**Bloco de texto**
>>>>>

P.S. Que as minhas bocas não escamoteiem o essencial: são todas excelentes notícias.

Condicionamentos ao Trânsito e Autoridade Metropolitana dos Transportes

MC, 12.07.07
Duas notícias interessantes no DD:

O condicionamento do trânsito, o incremento do uso dos transportes públicos e a eficiência energética nos edifícios camarários são medidas que o próximo presidente da autarquia lisboeta deve promover para reduzir as emissões de CO2, defenderam hoje especialistas.

As medidas foram apontadas à Lusa pelo presidente da Comissão de Coordenação e Desenvolvimento Regional de Lisboa e Vale do Tejo (CCDR-LVT), Fonseca Ferreira, pelo presidente da Quercus, Hélder Spínola, e pelo presidente da Liga para a Protecção da Natureza, Eugénio Cequeira.

Cerca de 80 por cento da poluição atmosférica é resultado das emissões produzidas por combustíveis fósseis na circulação rodoviária, avança o presidente da CCDR-LVT, António Fonseca Ferreira.

O responsável daquele organismo do Ministério do Ambiente afirma que existe um plano da qualidade do ar elaborado pela Universidade Nova de Lisboa que a autarquia de Lisboa devia ter começado a aplicar em 2005, o que, segundo Fonseca Ferreira, não aconteceu.

O condicionamento de trânsito é uma das principais medidas referidas pelo documento, «particularmente no eixo Avenida da Liberdade/Campo Grande», afirmou Fonseca Ferreira.

<<<<<

**Tarefa proposta 1**
Enumere as medidas que, segundo os especialistas citados no texto sobre o trânsito em Lisboa, o próximo presidente da autarquia lisboeta deve promover para reduzir as emissões de CO2.
O texto e os registos provêm de fontes distintas.

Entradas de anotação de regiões
>>>>>

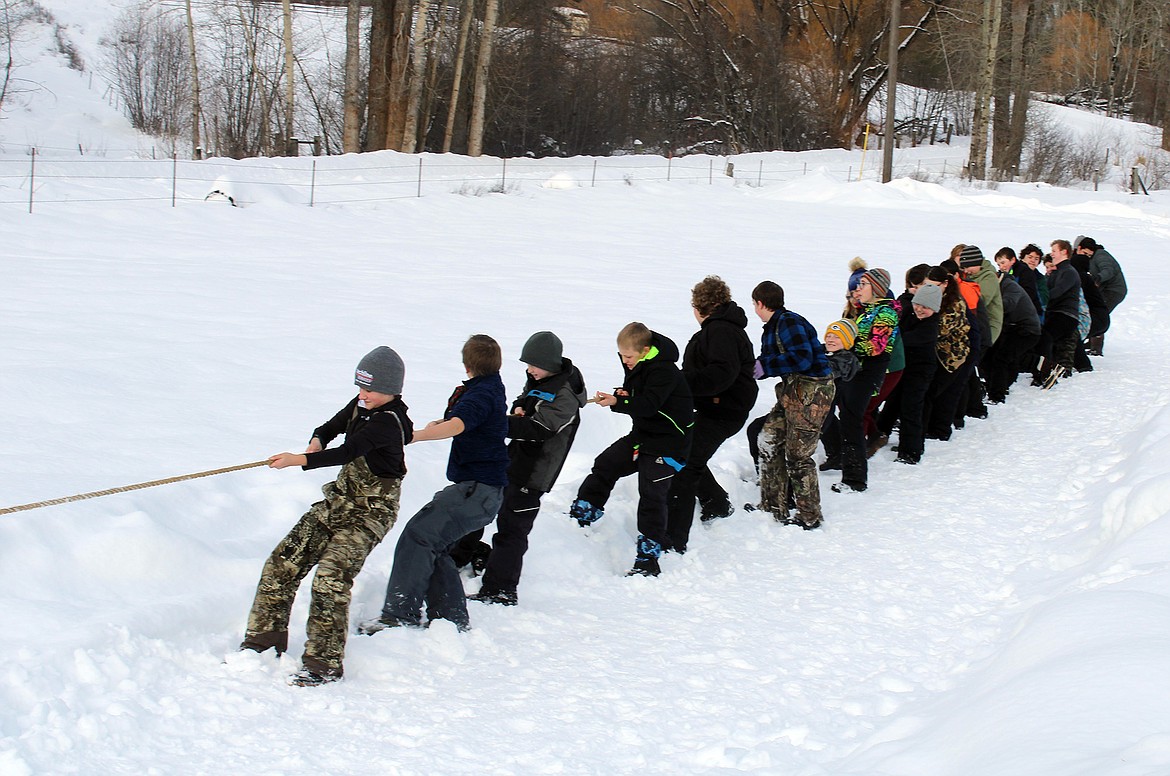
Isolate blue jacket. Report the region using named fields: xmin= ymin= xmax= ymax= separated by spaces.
xmin=443 ymin=372 xmax=508 ymax=488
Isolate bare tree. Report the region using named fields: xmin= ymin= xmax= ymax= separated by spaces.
xmin=102 ymin=4 xmax=191 ymax=142
xmin=966 ymin=0 xmax=1003 ymax=180
xmin=342 ymin=0 xmax=362 ymax=153
xmin=467 ymin=0 xmax=500 ymax=157
xmin=186 ymin=0 xmax=201 ymax=159
xmin=401 ymin=0 xmax=431 ymax=153
xmin=442 ymin=0 xmax=475 ymax=153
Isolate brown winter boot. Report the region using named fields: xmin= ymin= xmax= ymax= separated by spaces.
xmin=866 ymin=432 xmax=889 ymax=458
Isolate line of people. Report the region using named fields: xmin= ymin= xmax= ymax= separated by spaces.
xmin=240 ymin=238 xmax=1126 ymax=686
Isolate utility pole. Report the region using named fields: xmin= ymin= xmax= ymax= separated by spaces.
xmin=187 ymin=0 xmax=202 ymax=159
xmin=284 ymin=0 xmax=294 ymax=153
xmin=881 ymin=0 xmax=902 ymax=184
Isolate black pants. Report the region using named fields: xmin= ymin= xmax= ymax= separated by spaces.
xmin=667 ymin=414 xmax=746 ymax=552
xmin=1037 ymin=313 xmax=1080 ymax=372
xmin=577 ymin=437 xmax=676 ymax=547
xmin=983 ymin=329 xmax=1040 ymax=401
xmin=821 ymin=357 xmax=889 ymax=490
xmin=472 ymin=483 xmax=544 ymax=591
xmin=878 ymin=356 xmax=942 ymax=460
xmin=926 ymin=358 xmax=975 ymax=442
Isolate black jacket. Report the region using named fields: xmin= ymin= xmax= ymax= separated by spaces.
xmin=999 ymin=272 xmax=1040 ymax=335
xmin=304 ymin=397 xmax=414 ymax=479
xmin=682 ymin=302 xmax=759 ymax=423
xmin=1069 ymin=254 xmax=1109 ymax=336
xmin=508 ymin=358 xmax=586 ymax=493
xmin=897 ymin=291 xmax=940 ymax=366
xmin=1045 ymin=259 xmax=1088 ymax=321
xmin=1000 ymin=261 xmax=1044 ymax=315
xmin=610 ymin=331 xmax=695 ymax=462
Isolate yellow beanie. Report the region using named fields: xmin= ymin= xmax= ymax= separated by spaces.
xmin=825 ymin=318 xmax=858 ymax=350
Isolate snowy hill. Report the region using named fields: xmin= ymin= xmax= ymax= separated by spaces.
xmin=0 ymin=0 xmax=1170 ymax=776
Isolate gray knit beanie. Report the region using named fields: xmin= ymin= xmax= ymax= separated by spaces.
xmin=519 ymin=331 xmax=562 ymax=372
xmin=958 ymin=245 xmax=983 ymax=267
xmin=353 ymin=345 xmax=406 ymax=396
xmin=914 ymin=283 xmax=943 ymax=313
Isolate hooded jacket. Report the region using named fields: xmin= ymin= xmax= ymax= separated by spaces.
xmin=999 ymin=275 xmax=1040 ymax=335
xmin=610 ymin=331 xmax=695 ymax=462
xmin=682 ymin=302 xmax=759 ymax=423
xmin=508 ymin=358 xmax=586 ymax=493
xmin=1089 ymin=247 xmax=1129 ymax=311
xmin=304 ymin=396 xmax=414 ymax=479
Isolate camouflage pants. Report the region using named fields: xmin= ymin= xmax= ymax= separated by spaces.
xmin=759 ymin=375 xmax=834 ymax=526
xmin=242 ymin=458 xmax=402 ymax=675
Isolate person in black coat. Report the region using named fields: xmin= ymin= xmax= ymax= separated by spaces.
xmin=569 ymin=322 xmax=695 ymax=577
xmin=996 ymin=245 xmax=1044 ymax=315
xmin=665 ymin=275 xmax=759 ymax=554
xmin=878 ymin=282 xmax=943 ymax=465
xmin=450 ymin=331 xmax=586 ymax=606
xmin=1069 ymin=250 xmax=1109 ymax=372
xmin=984 ymin=272 xmax=1040 ymax=404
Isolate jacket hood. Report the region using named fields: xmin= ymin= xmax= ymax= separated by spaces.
xmin=651 ymin=330 xmax=683 ymax=364
xmin=702 ymin=302 xmax=748 ymax=329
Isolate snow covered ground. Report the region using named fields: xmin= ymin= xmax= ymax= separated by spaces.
xmin=0 ymin=3 xmax=1170 ymax=776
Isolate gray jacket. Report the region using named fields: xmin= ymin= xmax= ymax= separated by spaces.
xmin=508 ymin=358 xmax=586 ymax=493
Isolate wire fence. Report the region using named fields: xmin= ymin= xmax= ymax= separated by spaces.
xmin=0 ymin=143 xmax=1024 ymax=213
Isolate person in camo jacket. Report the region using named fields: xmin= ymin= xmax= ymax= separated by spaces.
xmin=240 ymin=346 xmax=414 ymax=687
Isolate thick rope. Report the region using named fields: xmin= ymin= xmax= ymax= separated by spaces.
xmin=0 ymin=459 xmax=268 ymax=515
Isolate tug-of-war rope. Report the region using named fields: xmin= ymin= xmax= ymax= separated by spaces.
xmin=0 ymin=397 xmax=598 ymax=515
xmin=0 ymin=459 xmax=268 ymax=515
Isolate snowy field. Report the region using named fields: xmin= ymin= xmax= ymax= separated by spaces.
xmin=0 ymin=2 xmax=1170 ymax=776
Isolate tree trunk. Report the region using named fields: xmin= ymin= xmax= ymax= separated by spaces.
xmin=442 ymin=0 xmax=475 ymax=153
xmin=966 ymin=0 xmax=1003 ymax=180
xmin=1002 ymin=0 xmax=1035 ymax=171
xmin=187 ymin=0 xmax=202 ymax=159
xmin=365 ymin=0 xmax=394 ymax=151
xmin=342 ymin=0 xmax=362 ymax=153
xmin=284 ymin=0 xmax=295 ymax=153
xmin=384 ymin=0 xmax=414 ymax=151
xmin=467 ymin=0 xmax=500 ymax=157
xmin=415 ymin=0 xmax=447 ymax=151
xmin=402 ymin=0 xmax=431 ymax=153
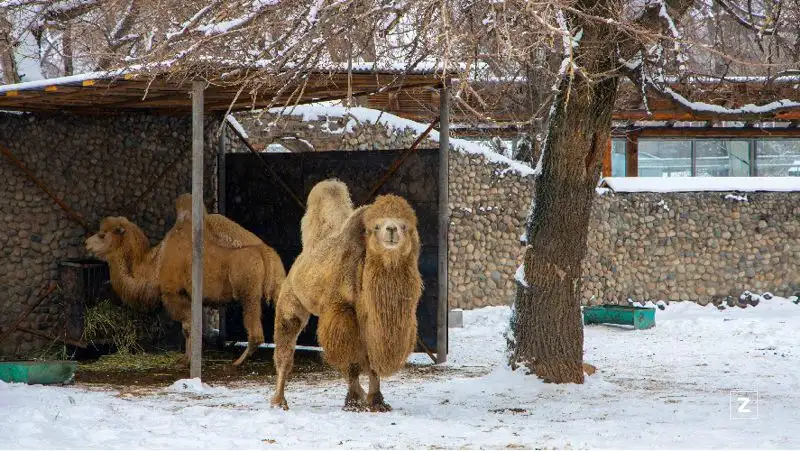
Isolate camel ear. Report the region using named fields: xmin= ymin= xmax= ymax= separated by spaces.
xmin=342 ymin=206 xmax=368 ymax=249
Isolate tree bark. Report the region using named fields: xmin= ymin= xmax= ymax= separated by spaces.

<<<<<

**Tarefa proposta 2**
Transcreva, sem qualquer alteração, as linhas dos registos desde a que contém "Isolate brown winter" até à que contém "xmin=881 ymin=0 xmax=902 ymax=184", ambas incluídas.

**Resultado do exercício 1**
- O condicionamento do trânsito
- O incremento do uso dos transportes públicos
- A eficiência energética nos edifícios camarários

**Resultado do exercício 2**
Isolate brown winter boot. Report the region using named fields: xmin= ymin= xmax= ymax= separated by spaces.
xmin=866 ymin=432 xmax=889 ymax=458
Isolate line of people. Report the region using named fields: xmin= ymin= xmax= ymax= separated by spaces.
xmin=240 ymin=238 xmax=1126 ymax=686
Isolate utility pole. Report the region using named fields: xmin= ymin= xmax= ymax= separated by spaces.
xmin=187 ymin=0 xmax=202 ymax=159
xmin=284 ymin=0 xmax=294 ymax=153
xmin=881 ymin=0 xmax=902 ymax=184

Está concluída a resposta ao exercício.